++++ PROVIDED MATERIAL ++++

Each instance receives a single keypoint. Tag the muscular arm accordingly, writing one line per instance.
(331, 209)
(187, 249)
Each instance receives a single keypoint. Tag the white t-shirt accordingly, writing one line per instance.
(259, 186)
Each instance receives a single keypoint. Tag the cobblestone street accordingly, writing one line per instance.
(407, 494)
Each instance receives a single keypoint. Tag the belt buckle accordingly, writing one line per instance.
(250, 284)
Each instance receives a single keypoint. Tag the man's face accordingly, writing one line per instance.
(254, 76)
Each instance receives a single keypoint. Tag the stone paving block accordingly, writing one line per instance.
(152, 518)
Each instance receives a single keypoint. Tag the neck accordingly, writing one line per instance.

++++

WORK ORDER: Transcribe each line of the data exactly, skipping none.

ANSWER SPACE:
Each instance receives a single keypoint. Tag the muscular arm accordingly, writing one line per instance.
(331, 209)
(187, 249)
Each instance receives a single keypoint. Tag the white t-shirt accordingly, writing one line per instance.
(259, 186)
Each instance receives a single keypoint. Tag the cobblestone street accordingly, writing one line per instance.
(407, 494)
Each instance receives a single keypoint. Tag the belt buckle accordingly, writing one line per instance.
(250, 284)
Each instance receives a single keypoint. Tag the man's face accordingly, writing one line per instance.
(254, 76)
Each instance receives a single keypoint. Tag the stone paving block accordingly, writing one line per instance.
(152, 518)
Each instance receives a single keypoint. Tag the neck accordingly, writing one line per instance.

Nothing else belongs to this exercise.